-- start --
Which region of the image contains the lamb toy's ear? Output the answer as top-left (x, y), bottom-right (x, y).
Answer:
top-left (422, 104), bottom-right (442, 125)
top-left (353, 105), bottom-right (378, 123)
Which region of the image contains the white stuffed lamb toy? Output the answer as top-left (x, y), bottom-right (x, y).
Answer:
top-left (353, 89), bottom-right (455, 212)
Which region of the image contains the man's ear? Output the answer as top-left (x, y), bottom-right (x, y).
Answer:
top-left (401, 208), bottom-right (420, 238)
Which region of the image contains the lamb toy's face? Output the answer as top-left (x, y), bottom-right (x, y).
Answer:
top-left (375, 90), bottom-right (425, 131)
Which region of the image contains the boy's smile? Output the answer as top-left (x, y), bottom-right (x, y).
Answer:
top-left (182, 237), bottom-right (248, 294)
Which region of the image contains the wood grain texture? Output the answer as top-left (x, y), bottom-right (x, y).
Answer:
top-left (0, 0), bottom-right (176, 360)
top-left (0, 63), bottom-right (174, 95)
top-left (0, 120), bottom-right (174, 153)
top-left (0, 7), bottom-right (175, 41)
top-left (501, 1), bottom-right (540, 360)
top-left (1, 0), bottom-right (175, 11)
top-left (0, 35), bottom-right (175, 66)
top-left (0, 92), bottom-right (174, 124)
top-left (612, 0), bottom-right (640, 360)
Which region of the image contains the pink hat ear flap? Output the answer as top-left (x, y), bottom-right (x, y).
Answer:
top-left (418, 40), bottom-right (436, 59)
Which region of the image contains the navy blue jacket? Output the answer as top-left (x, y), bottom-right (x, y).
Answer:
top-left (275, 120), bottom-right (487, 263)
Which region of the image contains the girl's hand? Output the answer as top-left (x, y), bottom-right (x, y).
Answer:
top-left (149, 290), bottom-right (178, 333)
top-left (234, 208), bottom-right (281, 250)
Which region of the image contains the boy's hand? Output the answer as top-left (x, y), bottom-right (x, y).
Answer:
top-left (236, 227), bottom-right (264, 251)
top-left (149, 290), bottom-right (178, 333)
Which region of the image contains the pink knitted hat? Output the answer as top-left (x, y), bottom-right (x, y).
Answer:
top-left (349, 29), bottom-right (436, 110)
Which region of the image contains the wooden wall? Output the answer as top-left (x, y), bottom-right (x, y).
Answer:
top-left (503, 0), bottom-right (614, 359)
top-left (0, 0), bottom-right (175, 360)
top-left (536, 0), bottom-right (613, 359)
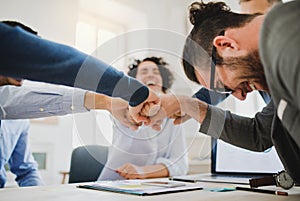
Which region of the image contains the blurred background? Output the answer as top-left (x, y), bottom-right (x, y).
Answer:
top-left (0, 0), bottom-right (264, 186)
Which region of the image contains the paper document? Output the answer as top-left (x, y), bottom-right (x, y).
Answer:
top-left (77, 179), bottom-right (203, 196)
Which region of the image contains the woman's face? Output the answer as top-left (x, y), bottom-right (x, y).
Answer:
top-left (136, 61), bottom-right (163, 93)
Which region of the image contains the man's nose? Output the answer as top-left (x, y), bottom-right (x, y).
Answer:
top-left (232, 89), bottom-right (247, 100)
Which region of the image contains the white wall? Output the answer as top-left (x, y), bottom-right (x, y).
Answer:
top-left (0, 0), bottom-right (262, 184)
top-left (0, 0), bottom-right (78, 184)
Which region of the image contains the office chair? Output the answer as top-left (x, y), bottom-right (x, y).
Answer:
top-left (69, 145), bottom-right (108, 183)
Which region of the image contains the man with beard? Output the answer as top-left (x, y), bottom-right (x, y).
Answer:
top-left (149, 1), bottom-right (300, 183)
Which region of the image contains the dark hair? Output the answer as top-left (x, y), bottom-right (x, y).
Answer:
top-left (182, 1), bottom-right (257, 83)
top-left (127, 57), bottom-right (174, 93)
top-left (239, 0), bottom-right (282, 4)
top-left (1, 20), bottom-right (38, 35)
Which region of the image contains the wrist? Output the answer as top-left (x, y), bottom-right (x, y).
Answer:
top-left (84, 92), bottom-right (111, 111)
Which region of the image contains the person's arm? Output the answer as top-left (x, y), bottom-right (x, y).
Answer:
top-left (259, 1), bottom-right (300, 147)
top-left (0, 84), bottom-right (88, 119)
top-left (6, 120), bottom-right (44, 187)
top-left (0, 23), bottom-right (149, 107)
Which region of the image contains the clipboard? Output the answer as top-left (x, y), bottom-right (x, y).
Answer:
top-left (77, 179), bottom-right (203, 196)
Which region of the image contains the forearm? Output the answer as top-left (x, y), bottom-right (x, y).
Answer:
top-left (142, 164), bottom-right (169, 178)
top-left (180, 96), bottom-right (208, 124)
top-left (84, 92), bottom-right (112, 112)
top-left (0, 23), bottom-right (149, 106)
top-left (0, 84), bottom-right (87, 119)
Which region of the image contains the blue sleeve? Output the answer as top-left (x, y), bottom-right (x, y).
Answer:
top-left (0, 84), bottom-right (88, 119)
top-left (193, 87), bottom-right (229, 105)
top-left (0, 23), bottom-right (149, 106)
top-left (8, 121), bottom-right (43, 186)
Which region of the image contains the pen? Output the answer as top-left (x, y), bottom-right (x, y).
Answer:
top-left (169, 177), bottom-right (197, 183)
top-left (236, 186), bottom-right (288, 196)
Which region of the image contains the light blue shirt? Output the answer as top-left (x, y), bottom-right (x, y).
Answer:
top-left (0, 84), bottom-right (88, 119)
top-left (98, 119), bottom-right (188, 180)
top-left (0, 84), bottom-right (87, 188)
top-left (0, 120), bottom-right (43, 188)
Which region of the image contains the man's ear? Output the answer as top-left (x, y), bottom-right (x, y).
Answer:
top-left (213, 36), bottom-right (240, 57)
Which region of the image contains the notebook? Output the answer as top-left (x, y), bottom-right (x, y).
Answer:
top-left (77, 179), bottom-right (203, 196)
top-left (171, 139), bottom-right (284, 184)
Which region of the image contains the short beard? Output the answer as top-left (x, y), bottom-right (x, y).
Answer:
top-left (217, 50), bottom-right (269, 91)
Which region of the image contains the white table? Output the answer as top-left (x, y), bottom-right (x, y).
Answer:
top-left (0, 183), bottom-right (300, 201)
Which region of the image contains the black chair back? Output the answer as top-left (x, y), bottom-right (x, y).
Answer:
top-left (69, 145), bottom-right (108, 183)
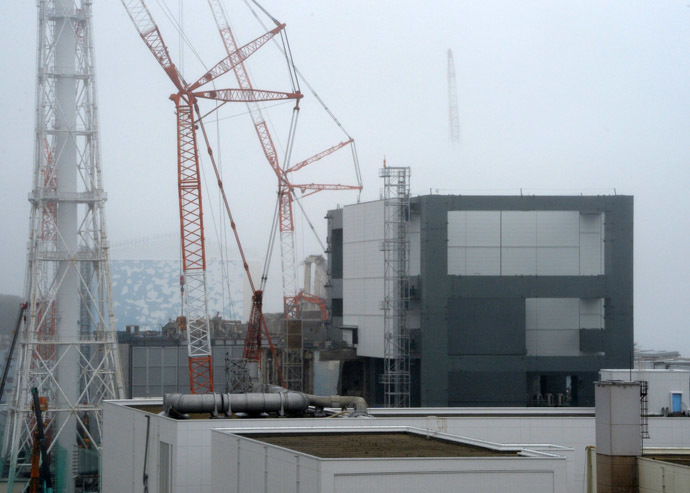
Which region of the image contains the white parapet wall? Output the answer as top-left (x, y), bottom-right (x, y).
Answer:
top-left (102, 398), bottom-right (690, 493)
top-left (212, 420), bottom-right (568, 493)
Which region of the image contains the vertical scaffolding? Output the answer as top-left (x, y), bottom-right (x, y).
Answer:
top-left (283, 318), bottom-right (304, 392)
top-left (379, 163), bottom-right (410, 407)
top-left (3, 0), bottom-right (124, 492)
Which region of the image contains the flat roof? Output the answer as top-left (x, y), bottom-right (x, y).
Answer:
top-left (236, 431), bottom-right (518, 459)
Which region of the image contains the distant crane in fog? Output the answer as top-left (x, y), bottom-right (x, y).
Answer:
top-left (448, 49), bottom-right (460, 144)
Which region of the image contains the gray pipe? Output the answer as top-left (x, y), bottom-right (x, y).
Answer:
top-left (163, 386), bottom-right (367, 416)
top-left (163, 392), bottom-right (309, 415)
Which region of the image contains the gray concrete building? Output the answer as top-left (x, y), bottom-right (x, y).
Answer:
top-left (327, 195), bottom-right (633, 406)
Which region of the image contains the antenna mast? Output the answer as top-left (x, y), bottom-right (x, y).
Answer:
top-left (448, 49), bottom-right (460, 144)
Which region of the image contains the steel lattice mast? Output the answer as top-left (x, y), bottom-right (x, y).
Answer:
top-left (448, 50), bottom-right (460, 144)
top-left (3, 0), bottom-right (124, 492)
top-left (379, 163), bottom-right (410, 407)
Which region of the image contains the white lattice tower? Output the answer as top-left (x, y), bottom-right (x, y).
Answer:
top-left (3, 0), bottom-right (124, 492)
top-left (448, 50), bottom-right (460, 144)
top-left (379, 167), bottom-right (410, 407)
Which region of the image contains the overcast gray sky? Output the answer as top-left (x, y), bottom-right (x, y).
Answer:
top-left (0, 0), bottom-right (690, 356)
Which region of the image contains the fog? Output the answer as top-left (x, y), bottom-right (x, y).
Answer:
top-left (0, 0), bottom-right (690, 356)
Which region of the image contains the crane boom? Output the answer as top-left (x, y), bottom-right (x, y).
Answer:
top-left (121, 0), bottom-right (292, 393)
top-left (122, 0), bottom-right (213, 394)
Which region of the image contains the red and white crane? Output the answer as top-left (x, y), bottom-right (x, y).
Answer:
top-left (121, 0), bottom-right (302, 393)
top-left (208, 0), bottom-right (362, 322)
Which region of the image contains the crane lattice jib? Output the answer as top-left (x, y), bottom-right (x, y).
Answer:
top-left (121, 0), bottom-right (301, 393)
top-left (208, 0), bottom-right (297, 318)
top-left (122, 0), bottom-right (213, 393)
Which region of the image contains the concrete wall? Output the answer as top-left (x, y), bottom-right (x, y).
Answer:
top-left (411, 195), bottom-right (633, 406)
top-left (103, 399), bottom-right (690, 493)
top-left (343, 201), bottom-right (384, 358)
top-left (637, 457), bottom-right (690, 493)
top-left (600, 369), bottom-right (690, 415)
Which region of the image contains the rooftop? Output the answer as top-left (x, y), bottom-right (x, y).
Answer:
top-left (239, 432), bottom-right (518, 459)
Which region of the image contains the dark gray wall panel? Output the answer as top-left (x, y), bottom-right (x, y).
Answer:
top-left (448, 298), bottom-right (525, 355)
top-left (448, 370), bottom-right (526, 406)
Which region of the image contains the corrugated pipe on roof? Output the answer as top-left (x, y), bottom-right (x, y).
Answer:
top-left (163, 386), bottom-right (368, 418)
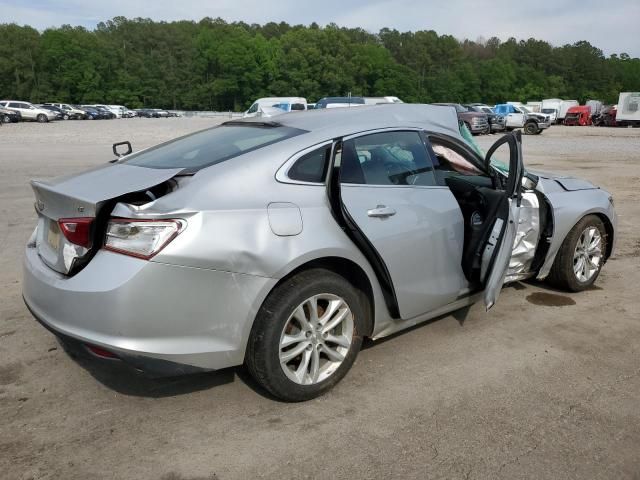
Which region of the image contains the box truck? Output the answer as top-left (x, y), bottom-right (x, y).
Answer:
top-left (616, 92), bottom-right (640, 127)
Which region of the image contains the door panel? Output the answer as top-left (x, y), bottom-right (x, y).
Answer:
top-left (341, 184), bottom-right (468, 319)
top-left (482, 131), bottom-right (524, 310)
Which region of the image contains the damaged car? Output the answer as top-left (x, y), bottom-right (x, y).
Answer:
top-left (23, 104), bottom-right (616, 401)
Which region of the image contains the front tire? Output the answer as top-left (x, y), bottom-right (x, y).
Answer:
top-left (245, 268), bottom-right (365, 402)
top-left (547, 215), bottom-right (607, 292)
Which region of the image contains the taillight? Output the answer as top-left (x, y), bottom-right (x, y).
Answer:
top-left (104, 218), bottom-right (186, 260)
top-left (58, 217), bottom-right (93, 248)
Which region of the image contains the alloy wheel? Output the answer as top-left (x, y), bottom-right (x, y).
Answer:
top-left (573, 226), bottom-right (602, 283)
top-left (279, 293), bottom-right (354, 385)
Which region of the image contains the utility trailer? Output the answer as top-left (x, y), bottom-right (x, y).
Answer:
top-left (616, 92), bottom-right (640, 127)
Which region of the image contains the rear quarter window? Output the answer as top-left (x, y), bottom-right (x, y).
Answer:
top-left (287, 145), bottom-right (331, 183)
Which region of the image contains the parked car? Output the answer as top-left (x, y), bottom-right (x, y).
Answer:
top-left (463, 103), bottom-right (506, 133)
top-left (44, 102), bottom-right (85, 120)
top-left (433, 103), bottom-right (491, 134)
top-left (0, 107), bottom-right (22, 123)
top-left (80, 105), bottom-right (107, 120)
top-left (23, 104), bottom-right (616, 401)
top-left (540, 108), bottom-right (558, 125)
top-left (36, 103), bottom-right (69, 120)
top-left (493, 103), bottom-right (551, 135)
top-left (0, 100), bottom-right (56, 123)
top-left (134, 108), bottom-right (158, 118)
top-left (316, 97), bottom-right (366, 109)
top-left (243, 97), bottom-right (307, 117)
top-left (563, 105), bottom-right (591, 126)
top-left (616, 92), bottom-right (640, 127)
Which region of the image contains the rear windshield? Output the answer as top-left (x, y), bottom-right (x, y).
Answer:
top-left (123, 123), bottom-right (306, 173)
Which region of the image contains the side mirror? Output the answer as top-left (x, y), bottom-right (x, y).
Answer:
top-left (112, 141), bottom-right (133, 158)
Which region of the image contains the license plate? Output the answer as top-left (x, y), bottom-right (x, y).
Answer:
top-left (47, 220), bottom-right (60, 252)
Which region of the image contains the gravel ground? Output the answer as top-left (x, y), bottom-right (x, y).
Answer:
-- end --
Retype the lines running from the line with "Which region of the image contains the rear quarter" to the line with "top-left (287, 145), bottom-right (331, 183)", both of those included, with no changes.

Written response —
Which region of the image contains the rear quarter window? Output the answer as top-left (x, y), bottom-right (x, y).
Answer:
top-left (287, 145), bottom-right (331, 183)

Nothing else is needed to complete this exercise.